BEGIN Information

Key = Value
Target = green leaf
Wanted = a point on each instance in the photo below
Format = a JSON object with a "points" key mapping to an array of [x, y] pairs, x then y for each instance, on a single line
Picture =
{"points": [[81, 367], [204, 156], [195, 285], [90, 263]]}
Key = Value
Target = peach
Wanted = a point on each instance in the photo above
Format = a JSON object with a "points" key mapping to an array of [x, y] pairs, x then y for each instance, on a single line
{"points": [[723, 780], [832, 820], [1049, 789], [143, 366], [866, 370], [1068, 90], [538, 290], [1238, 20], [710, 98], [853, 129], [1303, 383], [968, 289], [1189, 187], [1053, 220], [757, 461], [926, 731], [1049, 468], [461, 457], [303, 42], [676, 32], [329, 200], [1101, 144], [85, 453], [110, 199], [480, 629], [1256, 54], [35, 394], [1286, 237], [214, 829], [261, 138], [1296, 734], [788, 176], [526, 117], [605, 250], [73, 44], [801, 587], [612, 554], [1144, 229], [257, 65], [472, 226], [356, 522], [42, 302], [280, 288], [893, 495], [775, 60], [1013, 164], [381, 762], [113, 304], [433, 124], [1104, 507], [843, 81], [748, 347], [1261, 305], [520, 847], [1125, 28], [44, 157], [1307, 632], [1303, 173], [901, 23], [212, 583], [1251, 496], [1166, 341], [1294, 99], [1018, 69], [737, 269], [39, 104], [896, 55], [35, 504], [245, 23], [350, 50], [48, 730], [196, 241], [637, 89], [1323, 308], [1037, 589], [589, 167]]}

END Information

Requirement: Retype every record above exactly as it stands.

The completed task:
Key = Value
Target = green leaf
Wanted = a point on each instance in the photo below
Format = a JSON object with a "points" key mapping to an array of [x, y] pairs, x then y for each instance, on a single line
Picture =
{"points": [[81, 367], [204, 156], [195, 285], [90, 263]]}
Key = Value
Target = peach
Wanted = a point on each instance in the photo above
Format = a JSON object with a "points" key mapping to an array of [x, y] pairs, x then y for each instance, on a single line
{"points": [[723, 780], [832, 820], [1049, 789], [143, 366], [866, 370], [1068, 90], [538, 290], [1238, 20], [710, 98], [853, 129], [1303, 383], [968, 289], [1189, 187], [1053, 220], [757, 461], [926, 731], [1049, 468], [461, 457], [303, 42], [676, 32], [329, 200], [1101, 144], [85, 453], [110, 199], [480, 629], [1256, 54], [35, 394], [1286, 237], [214, 829], [261, 138], [1296, 734], [788, 176], [526, 117], [605, 250], [73, 44], [801, 587], [612, 554], [1144, 229], [257, 65], [472, 226], [356, 522], [42, 302], [280, 288], [893, 495], [775, 60], [1013, 164], [381, 762], [113, 304], [433, 124], [1104, 507], [843, 81], [748, 347], [1261, 305], [520, 847], [1125, 28], [44, 157], [1307, 632], [1303, 173], [901, 23], [212, 583], [1251, 496], [1166, 341], [1294, 99], [1018, 69], [737, 269], [39, 104], [896, 55], [35, 504], [245, 23], [350, 50], [48, 730], [196, 241], [637, 89], [1323, 308], [1037, 589], [589, 167]]}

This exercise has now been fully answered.